• TASK PROMPT: Find every line in the items that contains the word "doorway", and copy each of those lines.

• DATA TO PROCESS:
_ _ _
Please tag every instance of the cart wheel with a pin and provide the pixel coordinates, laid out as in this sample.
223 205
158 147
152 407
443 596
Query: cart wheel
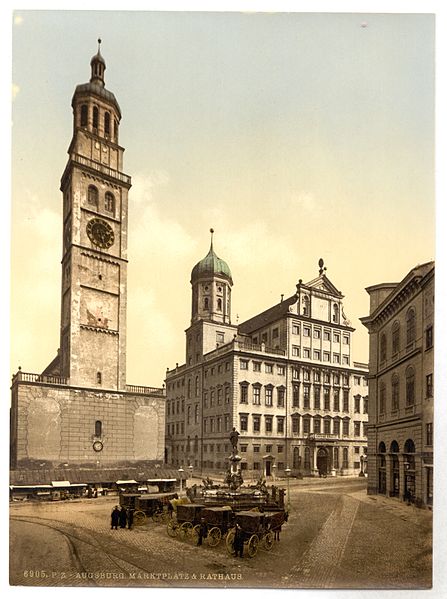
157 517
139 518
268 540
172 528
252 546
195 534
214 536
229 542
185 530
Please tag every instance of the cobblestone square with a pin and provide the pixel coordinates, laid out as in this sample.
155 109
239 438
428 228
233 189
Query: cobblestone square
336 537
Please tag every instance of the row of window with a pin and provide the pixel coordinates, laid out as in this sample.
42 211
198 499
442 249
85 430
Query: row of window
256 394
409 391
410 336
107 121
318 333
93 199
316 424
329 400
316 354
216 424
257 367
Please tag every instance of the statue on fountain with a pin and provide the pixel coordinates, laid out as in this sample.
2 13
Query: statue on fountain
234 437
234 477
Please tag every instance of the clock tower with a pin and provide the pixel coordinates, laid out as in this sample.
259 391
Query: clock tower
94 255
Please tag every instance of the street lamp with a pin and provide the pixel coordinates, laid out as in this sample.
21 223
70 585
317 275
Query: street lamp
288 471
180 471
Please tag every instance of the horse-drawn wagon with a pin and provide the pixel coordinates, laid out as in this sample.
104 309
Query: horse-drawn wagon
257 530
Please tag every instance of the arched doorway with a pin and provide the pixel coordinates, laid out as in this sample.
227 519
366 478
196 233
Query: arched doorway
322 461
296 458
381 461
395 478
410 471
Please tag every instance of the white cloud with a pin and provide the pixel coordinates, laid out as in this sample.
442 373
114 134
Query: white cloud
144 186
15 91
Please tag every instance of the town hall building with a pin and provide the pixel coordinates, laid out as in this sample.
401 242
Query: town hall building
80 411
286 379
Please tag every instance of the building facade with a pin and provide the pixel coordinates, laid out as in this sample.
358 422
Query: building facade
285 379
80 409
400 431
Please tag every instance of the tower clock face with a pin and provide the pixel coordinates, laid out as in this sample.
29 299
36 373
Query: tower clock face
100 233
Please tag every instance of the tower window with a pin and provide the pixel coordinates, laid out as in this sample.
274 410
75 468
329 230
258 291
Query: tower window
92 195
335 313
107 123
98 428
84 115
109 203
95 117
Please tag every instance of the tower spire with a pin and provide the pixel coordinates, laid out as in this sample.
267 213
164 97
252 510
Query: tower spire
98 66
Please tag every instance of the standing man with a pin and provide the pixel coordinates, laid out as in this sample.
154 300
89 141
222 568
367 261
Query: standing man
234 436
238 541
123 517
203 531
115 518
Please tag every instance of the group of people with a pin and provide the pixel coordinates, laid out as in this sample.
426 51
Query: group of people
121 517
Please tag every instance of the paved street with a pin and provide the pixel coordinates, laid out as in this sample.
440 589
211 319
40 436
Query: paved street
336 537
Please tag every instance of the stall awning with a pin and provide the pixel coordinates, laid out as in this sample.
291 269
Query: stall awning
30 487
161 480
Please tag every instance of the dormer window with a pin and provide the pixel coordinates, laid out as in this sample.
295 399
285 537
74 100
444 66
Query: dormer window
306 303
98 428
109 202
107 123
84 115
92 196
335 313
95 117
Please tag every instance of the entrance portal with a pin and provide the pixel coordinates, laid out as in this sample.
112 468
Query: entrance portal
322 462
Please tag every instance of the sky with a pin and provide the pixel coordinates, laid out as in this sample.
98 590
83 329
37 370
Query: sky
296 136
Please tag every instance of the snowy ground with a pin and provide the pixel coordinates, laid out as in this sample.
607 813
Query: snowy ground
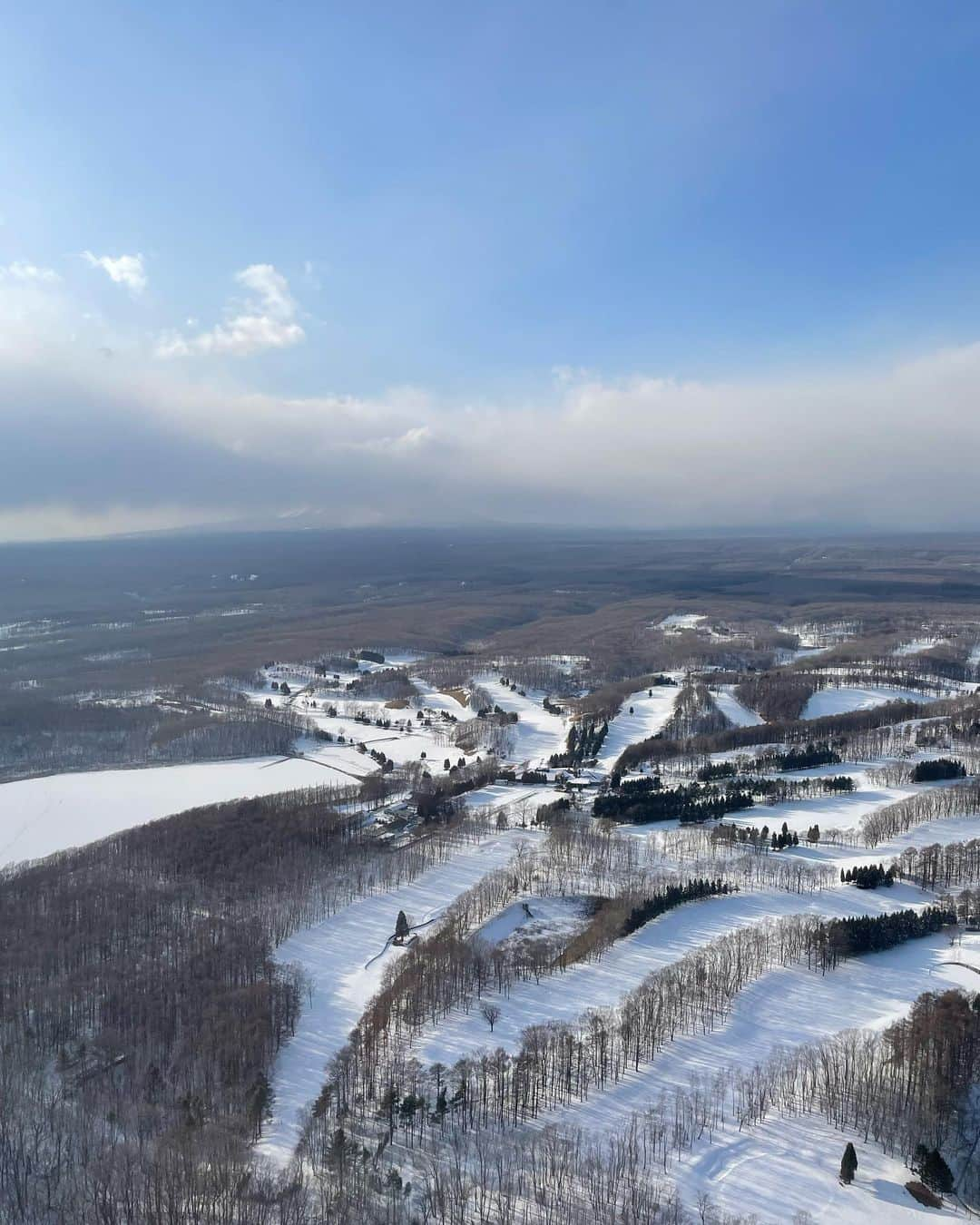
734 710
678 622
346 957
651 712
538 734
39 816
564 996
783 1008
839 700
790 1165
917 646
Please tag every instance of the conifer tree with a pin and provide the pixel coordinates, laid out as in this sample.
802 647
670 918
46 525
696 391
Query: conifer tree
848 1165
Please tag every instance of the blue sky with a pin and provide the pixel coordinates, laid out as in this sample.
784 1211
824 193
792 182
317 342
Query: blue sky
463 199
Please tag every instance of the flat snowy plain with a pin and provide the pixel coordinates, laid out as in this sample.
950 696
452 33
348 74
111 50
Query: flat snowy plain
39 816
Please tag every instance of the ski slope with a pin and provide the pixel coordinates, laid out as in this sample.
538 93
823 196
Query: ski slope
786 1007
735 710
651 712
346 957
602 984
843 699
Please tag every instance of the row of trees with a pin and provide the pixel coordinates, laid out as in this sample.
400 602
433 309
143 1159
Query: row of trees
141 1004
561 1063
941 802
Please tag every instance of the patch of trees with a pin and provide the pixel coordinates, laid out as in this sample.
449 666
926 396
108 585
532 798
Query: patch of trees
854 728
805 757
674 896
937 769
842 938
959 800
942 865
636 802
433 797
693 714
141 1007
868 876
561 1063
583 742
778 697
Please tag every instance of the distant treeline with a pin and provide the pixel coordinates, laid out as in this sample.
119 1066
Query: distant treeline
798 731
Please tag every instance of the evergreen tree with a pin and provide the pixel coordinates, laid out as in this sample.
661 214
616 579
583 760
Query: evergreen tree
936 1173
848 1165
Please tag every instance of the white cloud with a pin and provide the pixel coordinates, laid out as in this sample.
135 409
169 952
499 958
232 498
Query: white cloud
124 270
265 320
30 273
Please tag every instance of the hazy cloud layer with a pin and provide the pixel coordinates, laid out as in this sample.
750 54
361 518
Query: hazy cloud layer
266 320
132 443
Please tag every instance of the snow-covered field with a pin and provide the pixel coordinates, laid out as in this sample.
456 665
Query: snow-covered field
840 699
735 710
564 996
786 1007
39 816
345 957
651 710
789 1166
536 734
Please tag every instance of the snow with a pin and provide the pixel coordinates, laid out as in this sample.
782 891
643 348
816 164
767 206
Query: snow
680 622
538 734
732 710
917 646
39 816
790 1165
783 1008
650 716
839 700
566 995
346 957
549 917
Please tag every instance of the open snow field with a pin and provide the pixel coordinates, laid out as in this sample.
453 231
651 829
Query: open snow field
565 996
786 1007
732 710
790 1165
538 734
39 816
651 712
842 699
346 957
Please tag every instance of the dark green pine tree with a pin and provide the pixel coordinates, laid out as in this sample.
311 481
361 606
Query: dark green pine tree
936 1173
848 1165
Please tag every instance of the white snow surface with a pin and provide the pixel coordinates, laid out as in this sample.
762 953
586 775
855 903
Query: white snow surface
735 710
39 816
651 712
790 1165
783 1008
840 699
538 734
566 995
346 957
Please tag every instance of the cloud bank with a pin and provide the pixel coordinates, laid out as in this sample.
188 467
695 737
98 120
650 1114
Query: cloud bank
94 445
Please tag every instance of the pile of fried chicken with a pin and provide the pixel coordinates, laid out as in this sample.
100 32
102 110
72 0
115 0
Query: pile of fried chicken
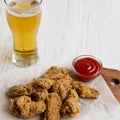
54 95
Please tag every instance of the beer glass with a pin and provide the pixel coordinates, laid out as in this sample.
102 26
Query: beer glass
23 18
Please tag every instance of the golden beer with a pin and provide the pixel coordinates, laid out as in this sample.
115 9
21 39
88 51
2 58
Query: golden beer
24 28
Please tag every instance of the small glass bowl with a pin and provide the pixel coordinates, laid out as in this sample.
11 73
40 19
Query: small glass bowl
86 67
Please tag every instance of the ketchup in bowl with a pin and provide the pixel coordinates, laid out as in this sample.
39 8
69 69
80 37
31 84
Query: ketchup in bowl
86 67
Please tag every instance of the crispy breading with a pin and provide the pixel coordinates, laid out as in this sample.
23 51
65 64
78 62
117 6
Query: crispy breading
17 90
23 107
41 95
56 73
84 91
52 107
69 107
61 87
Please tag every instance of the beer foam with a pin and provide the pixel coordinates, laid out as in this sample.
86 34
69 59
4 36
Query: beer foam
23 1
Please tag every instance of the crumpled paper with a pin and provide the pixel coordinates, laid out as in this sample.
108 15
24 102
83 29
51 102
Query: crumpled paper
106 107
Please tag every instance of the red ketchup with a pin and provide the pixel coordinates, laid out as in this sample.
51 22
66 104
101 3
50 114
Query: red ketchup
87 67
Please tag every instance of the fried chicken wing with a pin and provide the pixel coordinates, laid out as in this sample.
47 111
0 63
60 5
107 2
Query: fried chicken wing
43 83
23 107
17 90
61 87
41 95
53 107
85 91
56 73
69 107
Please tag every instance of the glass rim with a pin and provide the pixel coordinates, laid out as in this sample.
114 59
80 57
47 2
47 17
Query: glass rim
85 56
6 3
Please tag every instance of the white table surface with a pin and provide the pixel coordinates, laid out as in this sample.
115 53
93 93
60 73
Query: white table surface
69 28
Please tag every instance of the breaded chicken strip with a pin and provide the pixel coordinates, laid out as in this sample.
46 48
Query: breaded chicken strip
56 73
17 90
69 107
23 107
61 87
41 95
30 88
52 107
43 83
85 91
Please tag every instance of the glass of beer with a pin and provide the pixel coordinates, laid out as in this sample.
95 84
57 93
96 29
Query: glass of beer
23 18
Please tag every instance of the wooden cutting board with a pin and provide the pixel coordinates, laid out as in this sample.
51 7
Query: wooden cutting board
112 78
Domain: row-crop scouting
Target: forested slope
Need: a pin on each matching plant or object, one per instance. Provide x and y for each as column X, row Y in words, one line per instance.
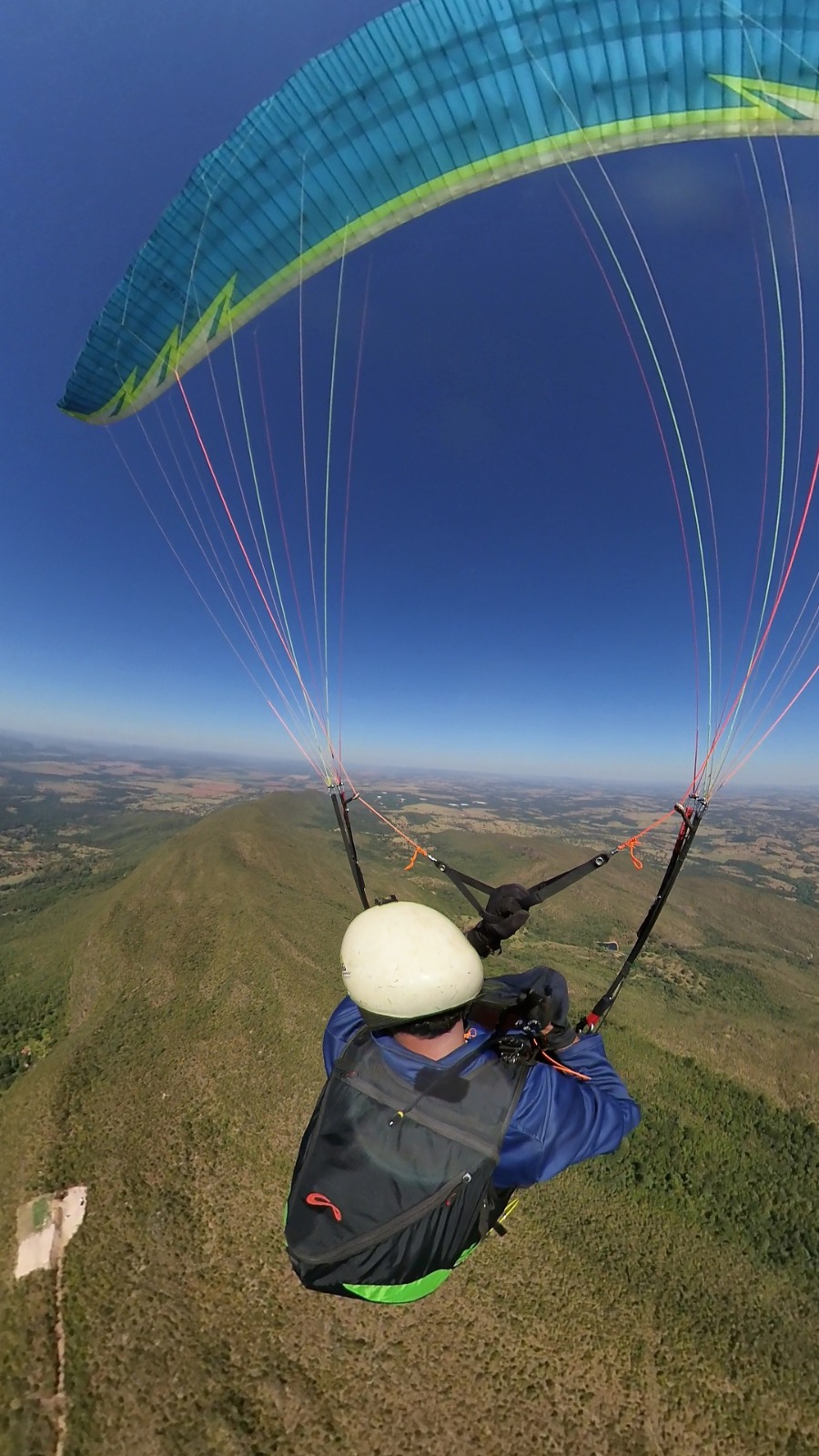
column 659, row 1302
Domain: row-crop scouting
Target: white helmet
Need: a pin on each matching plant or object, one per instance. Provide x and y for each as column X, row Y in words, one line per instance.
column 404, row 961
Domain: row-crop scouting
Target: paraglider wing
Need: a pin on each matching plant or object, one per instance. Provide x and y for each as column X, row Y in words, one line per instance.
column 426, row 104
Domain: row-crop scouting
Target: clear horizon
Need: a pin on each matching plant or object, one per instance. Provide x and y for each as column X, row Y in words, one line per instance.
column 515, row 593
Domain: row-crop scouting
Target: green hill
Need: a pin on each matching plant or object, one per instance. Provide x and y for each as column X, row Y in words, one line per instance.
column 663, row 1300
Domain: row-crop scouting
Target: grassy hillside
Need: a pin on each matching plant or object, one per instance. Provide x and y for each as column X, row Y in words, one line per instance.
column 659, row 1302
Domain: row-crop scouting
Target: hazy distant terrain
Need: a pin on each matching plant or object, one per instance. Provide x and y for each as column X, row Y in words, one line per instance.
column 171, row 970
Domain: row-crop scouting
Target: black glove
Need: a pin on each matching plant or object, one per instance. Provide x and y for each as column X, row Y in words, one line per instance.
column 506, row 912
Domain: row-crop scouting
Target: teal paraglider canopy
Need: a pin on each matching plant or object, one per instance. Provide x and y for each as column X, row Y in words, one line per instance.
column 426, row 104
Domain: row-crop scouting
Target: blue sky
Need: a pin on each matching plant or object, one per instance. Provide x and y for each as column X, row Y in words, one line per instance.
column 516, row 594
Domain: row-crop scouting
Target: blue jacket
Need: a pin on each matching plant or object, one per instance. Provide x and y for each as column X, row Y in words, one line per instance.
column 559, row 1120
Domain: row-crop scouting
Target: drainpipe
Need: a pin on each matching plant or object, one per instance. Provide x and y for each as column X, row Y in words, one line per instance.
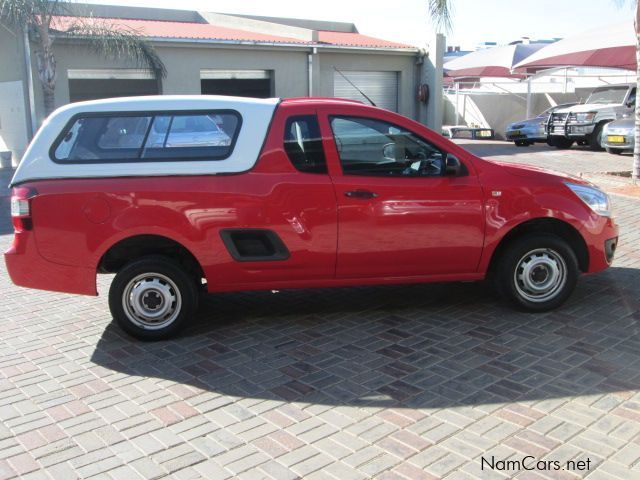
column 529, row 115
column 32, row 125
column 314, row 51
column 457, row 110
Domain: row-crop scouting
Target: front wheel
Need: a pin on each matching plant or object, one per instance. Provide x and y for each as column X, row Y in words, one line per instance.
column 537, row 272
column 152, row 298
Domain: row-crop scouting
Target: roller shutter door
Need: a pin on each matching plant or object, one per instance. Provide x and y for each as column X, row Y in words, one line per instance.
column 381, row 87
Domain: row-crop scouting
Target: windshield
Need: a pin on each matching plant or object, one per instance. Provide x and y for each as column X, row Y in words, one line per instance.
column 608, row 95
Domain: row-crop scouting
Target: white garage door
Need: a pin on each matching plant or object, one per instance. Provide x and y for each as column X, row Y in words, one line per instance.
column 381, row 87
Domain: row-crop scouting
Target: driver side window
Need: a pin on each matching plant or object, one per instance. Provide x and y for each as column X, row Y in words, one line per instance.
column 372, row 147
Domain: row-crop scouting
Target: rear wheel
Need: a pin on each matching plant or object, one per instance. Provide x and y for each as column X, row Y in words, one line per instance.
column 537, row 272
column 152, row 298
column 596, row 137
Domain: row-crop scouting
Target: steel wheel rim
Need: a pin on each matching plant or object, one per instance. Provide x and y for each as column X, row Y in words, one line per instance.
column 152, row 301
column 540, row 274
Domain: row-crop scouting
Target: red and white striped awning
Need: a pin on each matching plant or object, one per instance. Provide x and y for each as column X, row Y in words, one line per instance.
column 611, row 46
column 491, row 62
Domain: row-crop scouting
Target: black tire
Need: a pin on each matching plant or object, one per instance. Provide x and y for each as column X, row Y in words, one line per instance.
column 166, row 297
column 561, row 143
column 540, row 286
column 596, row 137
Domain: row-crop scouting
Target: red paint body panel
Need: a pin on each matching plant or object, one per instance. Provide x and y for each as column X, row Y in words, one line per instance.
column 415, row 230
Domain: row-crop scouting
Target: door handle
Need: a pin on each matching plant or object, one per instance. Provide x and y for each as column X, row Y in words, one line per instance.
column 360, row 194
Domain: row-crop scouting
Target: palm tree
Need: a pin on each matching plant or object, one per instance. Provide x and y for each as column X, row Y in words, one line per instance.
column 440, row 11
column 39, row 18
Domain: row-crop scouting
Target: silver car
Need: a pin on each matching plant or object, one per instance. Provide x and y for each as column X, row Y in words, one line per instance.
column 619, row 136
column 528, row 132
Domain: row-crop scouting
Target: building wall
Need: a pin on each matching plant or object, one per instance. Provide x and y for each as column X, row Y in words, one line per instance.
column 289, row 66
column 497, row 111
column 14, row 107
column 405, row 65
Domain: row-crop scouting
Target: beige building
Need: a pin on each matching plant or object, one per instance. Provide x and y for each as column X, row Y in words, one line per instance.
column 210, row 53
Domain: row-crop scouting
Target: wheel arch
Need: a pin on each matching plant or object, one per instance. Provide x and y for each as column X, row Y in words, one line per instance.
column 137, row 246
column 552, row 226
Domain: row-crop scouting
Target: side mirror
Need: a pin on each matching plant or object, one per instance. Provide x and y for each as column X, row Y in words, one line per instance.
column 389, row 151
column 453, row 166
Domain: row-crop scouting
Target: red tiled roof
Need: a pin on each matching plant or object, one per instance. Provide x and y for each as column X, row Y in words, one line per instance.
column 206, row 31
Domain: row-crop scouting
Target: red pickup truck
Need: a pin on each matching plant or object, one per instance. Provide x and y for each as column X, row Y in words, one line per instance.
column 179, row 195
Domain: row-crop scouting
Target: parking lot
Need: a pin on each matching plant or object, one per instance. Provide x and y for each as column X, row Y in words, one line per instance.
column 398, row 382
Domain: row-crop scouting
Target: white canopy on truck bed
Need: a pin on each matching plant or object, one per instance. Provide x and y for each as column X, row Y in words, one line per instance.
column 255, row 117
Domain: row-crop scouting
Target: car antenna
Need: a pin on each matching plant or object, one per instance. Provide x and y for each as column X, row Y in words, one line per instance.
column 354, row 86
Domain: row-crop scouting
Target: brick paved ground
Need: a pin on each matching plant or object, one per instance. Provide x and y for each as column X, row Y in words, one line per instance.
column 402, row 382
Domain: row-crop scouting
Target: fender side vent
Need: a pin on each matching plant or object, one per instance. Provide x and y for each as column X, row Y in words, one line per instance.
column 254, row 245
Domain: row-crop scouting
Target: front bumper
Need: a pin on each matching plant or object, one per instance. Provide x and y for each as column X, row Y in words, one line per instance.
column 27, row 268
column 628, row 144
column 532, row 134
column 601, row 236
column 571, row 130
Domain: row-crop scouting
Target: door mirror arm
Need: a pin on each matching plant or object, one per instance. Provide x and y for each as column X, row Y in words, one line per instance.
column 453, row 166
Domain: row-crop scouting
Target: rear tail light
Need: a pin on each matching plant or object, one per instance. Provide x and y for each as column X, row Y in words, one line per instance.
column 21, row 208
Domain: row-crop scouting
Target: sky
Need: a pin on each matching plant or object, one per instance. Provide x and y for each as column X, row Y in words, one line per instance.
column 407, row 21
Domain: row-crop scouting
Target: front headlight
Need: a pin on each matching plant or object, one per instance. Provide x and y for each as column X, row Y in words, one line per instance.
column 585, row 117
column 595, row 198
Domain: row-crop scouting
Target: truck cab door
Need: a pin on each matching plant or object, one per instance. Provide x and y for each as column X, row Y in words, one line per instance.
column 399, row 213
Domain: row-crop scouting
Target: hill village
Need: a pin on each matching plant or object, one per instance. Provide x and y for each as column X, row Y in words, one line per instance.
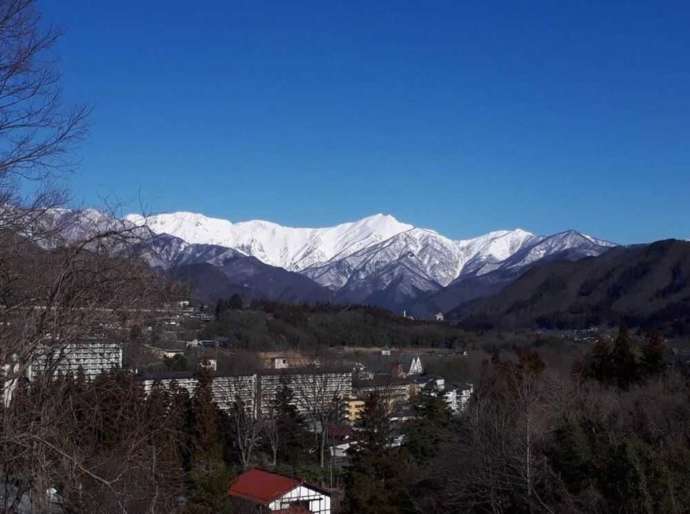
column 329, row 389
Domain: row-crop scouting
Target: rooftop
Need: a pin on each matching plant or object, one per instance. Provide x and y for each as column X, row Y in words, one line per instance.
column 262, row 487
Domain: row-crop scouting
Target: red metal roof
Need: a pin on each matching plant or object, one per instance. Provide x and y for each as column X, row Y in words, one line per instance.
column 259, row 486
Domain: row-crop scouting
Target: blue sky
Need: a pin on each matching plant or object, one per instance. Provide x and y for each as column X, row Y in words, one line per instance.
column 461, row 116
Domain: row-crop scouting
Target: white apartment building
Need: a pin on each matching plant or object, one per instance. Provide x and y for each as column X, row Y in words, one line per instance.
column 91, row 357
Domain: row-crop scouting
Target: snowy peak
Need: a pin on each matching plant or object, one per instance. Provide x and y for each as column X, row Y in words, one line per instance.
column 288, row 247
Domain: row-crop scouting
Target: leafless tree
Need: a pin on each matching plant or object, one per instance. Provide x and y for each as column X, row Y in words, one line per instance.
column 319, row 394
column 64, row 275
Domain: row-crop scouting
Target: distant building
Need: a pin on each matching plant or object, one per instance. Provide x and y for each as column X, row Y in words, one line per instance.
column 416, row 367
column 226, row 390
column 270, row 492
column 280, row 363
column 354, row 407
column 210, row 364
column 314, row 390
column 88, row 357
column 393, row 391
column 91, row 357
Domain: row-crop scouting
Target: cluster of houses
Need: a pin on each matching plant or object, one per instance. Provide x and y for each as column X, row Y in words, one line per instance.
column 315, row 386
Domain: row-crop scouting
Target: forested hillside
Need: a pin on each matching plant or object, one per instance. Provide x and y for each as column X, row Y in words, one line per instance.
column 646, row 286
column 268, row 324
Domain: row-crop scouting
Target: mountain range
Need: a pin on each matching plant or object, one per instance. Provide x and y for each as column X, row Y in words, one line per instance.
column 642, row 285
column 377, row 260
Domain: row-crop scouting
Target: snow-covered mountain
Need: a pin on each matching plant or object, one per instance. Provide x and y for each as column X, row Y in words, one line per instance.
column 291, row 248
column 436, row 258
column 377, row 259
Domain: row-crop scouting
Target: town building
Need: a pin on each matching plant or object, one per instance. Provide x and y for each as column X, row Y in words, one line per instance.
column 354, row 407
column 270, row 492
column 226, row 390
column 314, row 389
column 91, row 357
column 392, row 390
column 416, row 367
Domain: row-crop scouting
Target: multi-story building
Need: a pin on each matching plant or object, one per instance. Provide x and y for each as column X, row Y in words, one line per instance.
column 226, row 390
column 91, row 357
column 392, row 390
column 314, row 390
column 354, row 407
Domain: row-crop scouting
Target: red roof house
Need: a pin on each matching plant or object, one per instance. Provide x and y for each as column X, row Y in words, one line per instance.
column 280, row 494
_ _ _
• REPLY TO THE EXERCISE:
Please tag every instance of the arched doorway with a pin and provide the pixel coordinates, laid out as in this sample.
Query: arched doorway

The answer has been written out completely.